▶ Quoted passage:
Start

Probably related? It is a question of mine: https://mathoverflow.net/questions/357184/are-étalé-spaces-a-thing-for-probability-spaces
I'm not an expert on the sheaf-theoretic approach to probability theory, but a quick look at the paper you're asking about shows that it's a 6 page conference proceeding from 2017 that defines a new notion and reads like a set of lecture notes. I think it's a bit early to be asking for big applications to probability theory. That said, if you use Google Scholar to search for who cites Alex Simpson's paper, you find two. The first is about constructive measure theory, so should be of interest to logicians and others wanting a firmer foundation for probability theory. The second is a PhD thesis that goes much more in depth than Simpson's paper about the properties of "probability sheaves" and investigates connections to topos theory.
From the abstract: "In this dissertation, we emphasize how sheaves and monads are important tools for thinking about modern statistical computing." The abstract goes on to advertise applications to hypothesis testing and the analysis of data sets with missing data, pretty important topics. Chapter 3 contains lots of history of previous attempts to bring probability theory under the umbrella of category theory, and also includes applications to probabilistic programming (whatever that is). If you're interested in this field, I think you will want to read these references (plus the blog post by Tao that Simpson cites), and you may need to give it time before super compelling applications arrive.
Thanks for the detailed input and refs.
That dissertation looks interesting. A potential application might be that a more categorical approach to probability theory could lead to approaches to statistical computing which are more natural for functional programming, especially with languages like Haskell that are designed with category theory in mind.

End

▶ Aim 1:
How many pages long is the 2017 conference proceeding discussed in the forum thread?

▶ Input records:
Start

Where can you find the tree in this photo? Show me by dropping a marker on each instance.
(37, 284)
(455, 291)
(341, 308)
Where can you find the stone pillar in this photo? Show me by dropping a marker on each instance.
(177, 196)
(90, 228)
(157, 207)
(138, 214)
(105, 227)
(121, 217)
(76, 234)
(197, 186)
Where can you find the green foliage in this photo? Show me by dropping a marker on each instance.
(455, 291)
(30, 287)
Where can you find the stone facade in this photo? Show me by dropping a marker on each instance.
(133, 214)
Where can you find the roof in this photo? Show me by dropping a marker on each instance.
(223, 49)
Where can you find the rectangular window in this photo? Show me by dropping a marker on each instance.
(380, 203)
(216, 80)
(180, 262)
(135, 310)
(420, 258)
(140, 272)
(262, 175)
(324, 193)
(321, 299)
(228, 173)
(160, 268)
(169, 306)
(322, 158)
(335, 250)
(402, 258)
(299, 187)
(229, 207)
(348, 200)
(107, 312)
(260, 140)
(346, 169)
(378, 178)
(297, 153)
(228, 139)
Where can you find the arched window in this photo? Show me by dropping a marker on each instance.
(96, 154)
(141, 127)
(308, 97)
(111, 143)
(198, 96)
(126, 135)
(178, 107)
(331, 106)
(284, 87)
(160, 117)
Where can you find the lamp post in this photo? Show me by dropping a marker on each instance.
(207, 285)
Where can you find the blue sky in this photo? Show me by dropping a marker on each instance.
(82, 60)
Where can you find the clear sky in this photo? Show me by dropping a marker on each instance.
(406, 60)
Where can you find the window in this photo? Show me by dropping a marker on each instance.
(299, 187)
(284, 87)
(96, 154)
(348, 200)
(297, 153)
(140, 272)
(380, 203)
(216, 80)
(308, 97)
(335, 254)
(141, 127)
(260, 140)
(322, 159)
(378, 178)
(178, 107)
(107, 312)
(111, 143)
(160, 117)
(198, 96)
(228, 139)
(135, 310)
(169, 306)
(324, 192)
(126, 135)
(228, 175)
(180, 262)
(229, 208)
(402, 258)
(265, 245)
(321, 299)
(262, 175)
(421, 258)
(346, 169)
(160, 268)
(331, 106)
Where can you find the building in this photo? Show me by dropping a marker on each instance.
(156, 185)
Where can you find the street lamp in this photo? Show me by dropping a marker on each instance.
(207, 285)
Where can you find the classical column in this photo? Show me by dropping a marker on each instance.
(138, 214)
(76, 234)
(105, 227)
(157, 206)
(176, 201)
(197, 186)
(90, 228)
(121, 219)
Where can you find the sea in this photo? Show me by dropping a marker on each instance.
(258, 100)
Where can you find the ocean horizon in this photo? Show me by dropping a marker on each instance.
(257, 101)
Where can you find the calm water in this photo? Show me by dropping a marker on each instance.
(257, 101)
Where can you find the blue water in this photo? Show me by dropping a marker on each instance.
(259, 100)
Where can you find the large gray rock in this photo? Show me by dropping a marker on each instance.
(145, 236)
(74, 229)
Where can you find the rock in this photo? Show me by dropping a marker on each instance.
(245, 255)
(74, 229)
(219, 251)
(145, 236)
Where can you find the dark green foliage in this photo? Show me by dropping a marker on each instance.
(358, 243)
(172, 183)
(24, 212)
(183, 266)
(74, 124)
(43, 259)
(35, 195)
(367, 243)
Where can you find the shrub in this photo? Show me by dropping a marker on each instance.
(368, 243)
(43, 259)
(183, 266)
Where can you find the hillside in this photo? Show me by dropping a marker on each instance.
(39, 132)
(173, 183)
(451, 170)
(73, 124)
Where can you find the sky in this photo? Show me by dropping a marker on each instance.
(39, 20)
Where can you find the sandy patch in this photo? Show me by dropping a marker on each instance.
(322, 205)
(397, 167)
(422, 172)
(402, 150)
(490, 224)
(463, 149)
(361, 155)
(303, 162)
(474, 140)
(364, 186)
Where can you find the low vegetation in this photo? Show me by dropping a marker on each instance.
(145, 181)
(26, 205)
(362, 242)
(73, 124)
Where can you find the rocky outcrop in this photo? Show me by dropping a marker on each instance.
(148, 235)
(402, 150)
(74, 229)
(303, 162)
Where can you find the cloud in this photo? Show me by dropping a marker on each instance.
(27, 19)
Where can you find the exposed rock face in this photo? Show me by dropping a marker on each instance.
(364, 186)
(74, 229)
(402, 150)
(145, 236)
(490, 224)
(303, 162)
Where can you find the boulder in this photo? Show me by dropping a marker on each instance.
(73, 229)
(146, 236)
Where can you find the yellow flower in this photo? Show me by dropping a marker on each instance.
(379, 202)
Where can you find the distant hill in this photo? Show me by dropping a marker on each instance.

End

▶ Aim 2:
Copy the lines of the listing between the line holding "Where can you find the hillside" and the last line of the listing, inclusive.

▶ Correct output 1:
Six pages.

▶ Correct output 2:
Where can you find the hillside in this photo? Show me by dropping a marker on each instance.
(39, 132)
(173, 183)
(451, 170)
(73, 124)
Where can you find the sky in this photo? Show me by dropping a marker on each instance.
(39, 20)
Where can you find the sandy patch in this photo? Show me by dropping a marker on each instance.
(322, 205)
(397, 167)
(422, 172)
(402, 150)
(490, 224)
(463, 149)
(361, 155)
(303, 162)
(474, 140)
(364, 186)
Where can you find the low vegetation in this photo? Show me by dropping a marker on each instance.
(145, 181)
(26, 205)
(362, 242)
(73, 124)
Where can you find the rocky outcrop in this photo? Show me by dropping a marker on each instance.
(148, 235)
(402, 150)
(74, 229)
(303, 162)
Where can you find the cloud in this photo? Show me by dropping a marker on each instance.
(27, 19)
Where can you find the exposed rock face in this photo? Show me by dropping a marker on each instance.
(364, 186)
(74, 229)
(402, 150)
(145, 236)
(490, 224)
(303, 162)
Where can you find the boulder in this photo? Show me by dropping a marker on each instance.
(73, 229)
(146, 236)
Where can you find the yellow flower in this photo? Show me by dropping a marker on each instance.
(379, 202)
Where can you find the distant hill in this photo? Show me by dropping a marker on each instance.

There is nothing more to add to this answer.